Task to carry out
Turn the lines below into a Markdown table with two columns, Row and Line, giving each line its row number and leaving out blank lines.

** Start Available records **

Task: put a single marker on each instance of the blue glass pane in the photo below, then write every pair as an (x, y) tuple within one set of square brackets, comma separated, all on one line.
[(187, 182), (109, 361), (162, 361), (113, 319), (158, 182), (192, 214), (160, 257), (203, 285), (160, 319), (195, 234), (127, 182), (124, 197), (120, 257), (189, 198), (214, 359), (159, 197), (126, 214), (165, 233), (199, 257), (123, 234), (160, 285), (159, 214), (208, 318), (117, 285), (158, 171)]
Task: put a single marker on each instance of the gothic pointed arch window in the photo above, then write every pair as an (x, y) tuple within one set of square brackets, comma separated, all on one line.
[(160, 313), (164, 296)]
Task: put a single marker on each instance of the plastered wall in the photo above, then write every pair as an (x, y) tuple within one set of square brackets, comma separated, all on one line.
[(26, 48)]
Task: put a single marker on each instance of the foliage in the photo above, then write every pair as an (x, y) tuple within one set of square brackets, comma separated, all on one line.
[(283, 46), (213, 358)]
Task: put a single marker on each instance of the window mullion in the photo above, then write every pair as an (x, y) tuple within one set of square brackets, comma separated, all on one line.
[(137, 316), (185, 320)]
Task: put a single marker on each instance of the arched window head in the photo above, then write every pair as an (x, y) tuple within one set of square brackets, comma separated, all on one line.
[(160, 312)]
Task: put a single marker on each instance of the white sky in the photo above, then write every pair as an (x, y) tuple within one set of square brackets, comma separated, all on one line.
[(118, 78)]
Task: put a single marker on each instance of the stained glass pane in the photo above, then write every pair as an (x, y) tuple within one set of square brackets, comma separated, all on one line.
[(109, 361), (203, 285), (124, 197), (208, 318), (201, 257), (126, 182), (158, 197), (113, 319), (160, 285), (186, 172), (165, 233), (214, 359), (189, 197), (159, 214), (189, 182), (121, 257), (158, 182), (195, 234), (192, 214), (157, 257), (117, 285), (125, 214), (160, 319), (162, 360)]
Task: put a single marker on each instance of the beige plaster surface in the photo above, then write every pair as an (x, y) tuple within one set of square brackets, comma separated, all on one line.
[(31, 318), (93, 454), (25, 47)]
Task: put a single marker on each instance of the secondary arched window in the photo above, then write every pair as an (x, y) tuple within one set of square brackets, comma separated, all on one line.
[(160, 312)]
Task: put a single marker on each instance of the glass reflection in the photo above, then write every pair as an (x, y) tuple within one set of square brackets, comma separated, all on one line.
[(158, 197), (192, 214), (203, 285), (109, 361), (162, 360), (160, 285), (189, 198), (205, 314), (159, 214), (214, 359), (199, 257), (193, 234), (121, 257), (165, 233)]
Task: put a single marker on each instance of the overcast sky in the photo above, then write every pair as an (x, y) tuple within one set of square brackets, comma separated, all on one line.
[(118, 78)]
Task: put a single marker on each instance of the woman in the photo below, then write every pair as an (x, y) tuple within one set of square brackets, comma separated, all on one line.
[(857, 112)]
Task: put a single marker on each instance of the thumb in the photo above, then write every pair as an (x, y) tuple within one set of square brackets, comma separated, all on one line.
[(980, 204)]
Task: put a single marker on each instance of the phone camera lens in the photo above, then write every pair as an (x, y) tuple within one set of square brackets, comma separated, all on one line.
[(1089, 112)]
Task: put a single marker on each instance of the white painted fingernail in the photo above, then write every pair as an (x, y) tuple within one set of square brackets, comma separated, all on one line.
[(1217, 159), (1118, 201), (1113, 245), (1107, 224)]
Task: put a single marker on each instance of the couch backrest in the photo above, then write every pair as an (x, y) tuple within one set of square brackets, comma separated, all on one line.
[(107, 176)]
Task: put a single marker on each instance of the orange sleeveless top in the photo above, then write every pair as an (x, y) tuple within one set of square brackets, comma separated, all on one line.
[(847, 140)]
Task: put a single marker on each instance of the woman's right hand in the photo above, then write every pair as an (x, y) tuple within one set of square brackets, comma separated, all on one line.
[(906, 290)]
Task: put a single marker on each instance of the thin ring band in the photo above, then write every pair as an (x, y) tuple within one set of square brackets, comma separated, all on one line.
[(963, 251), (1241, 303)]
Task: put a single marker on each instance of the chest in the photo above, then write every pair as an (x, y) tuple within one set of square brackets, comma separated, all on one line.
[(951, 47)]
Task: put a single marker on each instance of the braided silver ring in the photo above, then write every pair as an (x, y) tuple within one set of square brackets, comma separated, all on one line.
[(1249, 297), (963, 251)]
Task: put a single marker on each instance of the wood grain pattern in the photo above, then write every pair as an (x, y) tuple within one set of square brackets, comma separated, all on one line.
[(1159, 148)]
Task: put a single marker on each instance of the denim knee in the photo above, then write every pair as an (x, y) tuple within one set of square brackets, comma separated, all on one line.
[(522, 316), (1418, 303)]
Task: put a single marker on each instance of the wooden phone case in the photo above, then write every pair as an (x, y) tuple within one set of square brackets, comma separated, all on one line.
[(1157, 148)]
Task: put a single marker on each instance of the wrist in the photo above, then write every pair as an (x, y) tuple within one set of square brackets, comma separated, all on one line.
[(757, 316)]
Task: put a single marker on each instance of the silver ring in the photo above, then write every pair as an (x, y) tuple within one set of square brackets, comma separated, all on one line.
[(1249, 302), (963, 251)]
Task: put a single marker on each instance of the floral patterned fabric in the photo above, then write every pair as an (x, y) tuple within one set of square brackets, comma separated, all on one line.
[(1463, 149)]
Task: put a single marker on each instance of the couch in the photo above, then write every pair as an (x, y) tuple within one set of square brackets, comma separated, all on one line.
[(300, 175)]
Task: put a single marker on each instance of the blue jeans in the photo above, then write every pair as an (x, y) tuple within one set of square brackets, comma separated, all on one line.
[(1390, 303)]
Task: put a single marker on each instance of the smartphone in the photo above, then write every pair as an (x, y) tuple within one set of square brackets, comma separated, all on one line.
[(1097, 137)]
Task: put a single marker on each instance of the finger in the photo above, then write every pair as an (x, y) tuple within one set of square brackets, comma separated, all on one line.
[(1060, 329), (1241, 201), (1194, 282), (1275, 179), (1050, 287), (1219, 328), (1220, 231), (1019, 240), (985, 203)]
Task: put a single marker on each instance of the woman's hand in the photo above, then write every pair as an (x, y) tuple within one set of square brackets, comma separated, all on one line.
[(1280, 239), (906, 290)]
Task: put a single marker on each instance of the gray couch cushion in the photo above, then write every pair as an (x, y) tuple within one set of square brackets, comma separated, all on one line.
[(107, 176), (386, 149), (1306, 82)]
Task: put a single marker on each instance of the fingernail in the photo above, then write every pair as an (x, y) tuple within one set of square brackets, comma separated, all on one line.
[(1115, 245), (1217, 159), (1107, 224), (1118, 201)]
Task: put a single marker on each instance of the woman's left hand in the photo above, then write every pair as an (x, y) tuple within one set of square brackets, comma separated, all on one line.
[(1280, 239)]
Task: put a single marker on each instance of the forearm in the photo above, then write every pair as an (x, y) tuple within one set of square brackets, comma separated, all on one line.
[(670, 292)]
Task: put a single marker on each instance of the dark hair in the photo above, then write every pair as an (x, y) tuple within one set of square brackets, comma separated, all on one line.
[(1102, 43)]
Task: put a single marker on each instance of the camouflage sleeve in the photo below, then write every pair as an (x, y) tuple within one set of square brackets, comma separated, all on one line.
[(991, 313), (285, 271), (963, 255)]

** End Available records **

Written answer
| Row | Line |
|---|---|
| 1 | Task: put a single marker on each instance of the blue glass pane in the photo below, then write every pair as an (x, y) tuple within one set of square brackets, comma separated, all on one line. |
| 2 | [(187, 182), (109, 361), (162, 361), (113, 319), (158, 182), (192, 214), (160, 257), (203, 285), (160, 319), (195, 234), (127, 182), (124, 197), (120, 257), (189, 198), (214, 359), (159, 197), (126, 214), (165, 233), (199, 257), (123, 234), (160, 285), (159, 214), (208, 318), (117, 285), (158, 171)] |
| 3 | Task: put a single marker on each instance of the gothic pointed arch window in the photo above, then write every pair as an (x, y) tuple within one set of square brackets, comma separated, all on one line. |
| 4 | [(160, 313), (164, 296)] |
| 5 | Task: put a single marker on each instance of the plastered wall in the photo above, then write every pair as an (x, y) tuple within one set of square brackets, comma separated, all on one line. |
| 6 | [(26, 48)] |
| 7 | Task: put a single marker on each instance of the foliage in the photo above, then write every pair as an (x, y) tuple within one set of square brackets, comma separated, all on one line. |
| 8 | [(283, 46), (213, 358)] |
| 9 | Task: put a single marker on each instance of the window mullion in the photo above, then write every pair as an (x, y) tuple within one set of square brackets, comma separated, all on one line. |
| 10 | [(137, 316), (185, 320)] |
| 11 | Task: put a single marker on each instance of the arched window head in the photo above, then write every pair as an (x, y) tuple within one set of square brackets, comma separated, all on one line. |
| 12 | [(160, 312)] |
| 13 | Task: put a single marker on each instance of the white sky in the photo above, then write every pair as an (x, y) tuple within one set of square brackets, comma separated, all on one line. |
| 14 | [(118, 78)] |
| 15 | Task: put a single marker on each instance of the stained glass pane in the photo above, then write every pair as an (x, y) tuple within one set of square brackets, comma separated, all on one line. |
| 16 | [(109, 361), (203, 285), (124, 197), (208, 318), (201, 257), (126, 182), (158, 197), (113, 319), (160, 285), (186, 172), (165, 233), (214, 359), (189, 197), (159, 214), (189, 182), (121, 257), (158, 182), (195, 234), (192, 214), (157, 257), (117, 285), (125, 214), (160, 319), (162, 360)] |
| 17 | Task: put a single marker on each instance of the beige plaster surface in the photo above, then write every pair as an (x, y) tuple within one set of square brackets, comma separated, all on one line. |
| 18 | [(31, 318), (93, 454), (25, 47)] |
| 19 | Task: put a single marker on each instance of the secondary arched window in the photo above, then write every pair as an (x, y) tuple within one set of square brackets, comma separated, all on one line. |
| 20 | [(160, 312)] |
| 21 | Task: put a single marker on each instance of the glass reflection in the photo above, then write every pair as an (x, y) tuple within one set of square brackets, comma separated, all on one line. |
| 22 | [(158, 197), (192, 214), (203, 285), (109, 361), (162, 360), (160, 285), (189, 198), (205, 314), (159, 214), (214, 359), (199, 257), (193, 234), (121, 257), (165, 233)] |
| 23 | Task: put a single marker on each instance of the overcast sky in the photo above, then write every pair as an (x, y) tuple within one set of square brackets, comma separated, all on one line. |
| 24 | [(118, 78)] |
| 25 | Task: put a single marker on each instance of the woman in the photo below, then write every pair as an (x, y) tuple within one set of square brackets, comma separated, all on one line. |
| 26 | [(857, 112)] |
| 27 | Task: put a single marker on each instance of the thumb in the photo above, then write every pair as an (x, y) tuple within one set of square brackets, comma separated, all on one line. |
| 28 | [(980, 204)] |
| 29 | Task: put a single marker on each instance of the phone camera lens in the photo above, then write every pair as an (x, y) tuple within one set of square brackets, comma separated, all on one line. |
| 30 | [(1089, 112)] |
| 31 | Task: put a single marker on each instance of the white painted fingernail in the photo above, then write every pair as an (x, y) tuple within one set of square brackets, comma separated, all on one line. |
| 32 | [(1217, 159), (1118, 201), (1113, 245), (1107, 224)] |
| 33 | Task: put a single marker on each instance of the couch backrest in the photo above, then write every pair as an (x, y) tuple within one set of square brackets, comma separated, all on one line. |
| 34 | [(107, 176)] |
| 35 | Task: put a single marker on each instance of the orange sleeveless top in the photo above, then write every pair as an (x, y) tuple within one set of square brackets, comma separated, all on one line. |
| 36 | [(847, 140)] |
| 37 | Task: put a single marker on each instance of the woman's right hand in the photo above, then write every pair as an (x, y) tuple within one set of square brackets, comma separated, all on one line. |
| 38 | [(906, 290)] |
| 39 | Task: put a single marker on each instance of the thin ring band in the photo above, then write every pair as an (x, y) tuple within one set of square brackets, comma separated, all on one line. |
| 40 | [(963, 251), (1241, 303)] |
| 41 | Task: put a single marker on each instance of the chest in the photo above, then write every pair as an (x, y) tuple within one set of square brackets, comma separated, all on one line. |
| 42 | [(951, 47)] |
| 43 | Task: put a single marker on each instance of the braided silver ring in the photo above, then write every pair as an (x, y) tuple within one set of square brackets, comma separated, all on one line. |
| 44 | [(1249, 297), (963, 251)] |
| 45 | Task: put a single marker on each instance of the wood grain pattern in the photo above, then write every pair as an (x, y) tuple within one set of square brackets, comma separated, all on one line. |
| 46 | [(1159, 148)] |
| 47 | Task: put a single marker on each instance of the denim knee in the photo above, then write every pair as an (x, y) tuple within one set of square brackets, comma separated, all on one line. |
| 48 | [(522, 316), (1418, 303)] |
| 49 | Task: put a single marker on each instance of the wooden phone case in the photo above, then write every pair as an (x, y) tuple within one set of square brackets, comma separated, all on one line. |
| 50 | [(1157, 148)] |
| 51 | Task: put a single marker on each instance of the wrist in the photo above, then write every pair as an (x, y) tuple within one set of square brackets, comma separated, all on one line. |
| 52 | [(757, 316)] |
| 53 | Task: put a single marker on each instance of the silver ring in the photo above, then write every pair as an (x, y) tuple within one set of square brackets, comma separated, all on one line. |
| 54 | [(1249, 302), (963, 251)] |
| 55 | Task: put a single marker on each instance of the floral patterned fabric in the photo above, then write every pair as an (x, y) tuple within one set of square brackets, comma separated, all on one line. |
| 56 | [(1463, 149)] |
| 57 | Task: put a single marker on each instance of the couch in the photo above, then write every pair as an (x, y) tuple within one set of square brackets, comma separated, all on one line. |
| 58 | [(300, 175)] |
| 59 | Task: put a single marker on each instance of the blue jeans in the photo above, then write every pair as an (x, y) tuple within one set of square brackets, comma separated, all on one line. |
| 60 | [(1390, 303)] |
| 61 | Task: put a single marker on each instance of the smartphone in the photo above, then write every pair as an (x, y) tuple within one set of square brackets, comma separated, all on one line. |
| 62 | [(1097, 137)] |
| 63 | Task: put a single marker on each instance of the finger in the photo above, then write every pair as an (x, y) tuple within one set of square brackets, comma separated, all on one line. |
| 64 | [(1060, 329), (1241, 201), (1194, 282), (1275, 179), (1050, 287), (1219, 328), (1220, 231), (1019, 240), (985, 203)] |
| 65 | Task: put a single marker on each instance of the woman's hand in the photo above, then write every pair as an (x, y) tuple within one set of square brackets, comma separated, all on one line. |
| 66 | [(1280, 239), (906, 290)] |
| 67 | Task: put a single marker on each instance of the gray couch cushion in the photo above, then write every pair as an (x, y) tuple within one set of square brackets, comma separated, all on one line. |
| 68 | [(107, 176), (386, 149), (1306, 82)] |
| 69 | Task: put a single marker on each instance of the fingernail in the photo above, then write every pair as an (x, y) tuple within one set of square brackets, comma separated, all on one line. |
| 70 | [(1115, 245), (1217, 159), (1107, 224), (1118, 201)] |
| 71 | Task: put a single marker on each instance of the woman's left hand in the photo above, then write every pair as an (x, y) tuple within one set of square brackets, comma separated, all on one line. |
| 72 | [(1280, 239)] |
| 73 | Task: put a single marker on each instance of the forearm in the photo above, then write every pair as an (x, y) tuple within one set of square brackets, comma separated, all on one line. |
| 74 | [(670, 292)] |
| 75 | Task: put a single marker on each instance of the dark hair in the photo above, then write every pair as an (x, y) tuple within one set of square brackets, comma separated, all on one line. |
| 76 | [(1102, 43)] |
| 77 | Task: put a single marker on each instance of the camouflage sleeve in the photo below, then write every pair as an (x, y) tuple within one set of square brackets, comma separated, all on one line. |
| 78 | [(991, 313), (285, 271), (963, 255)] |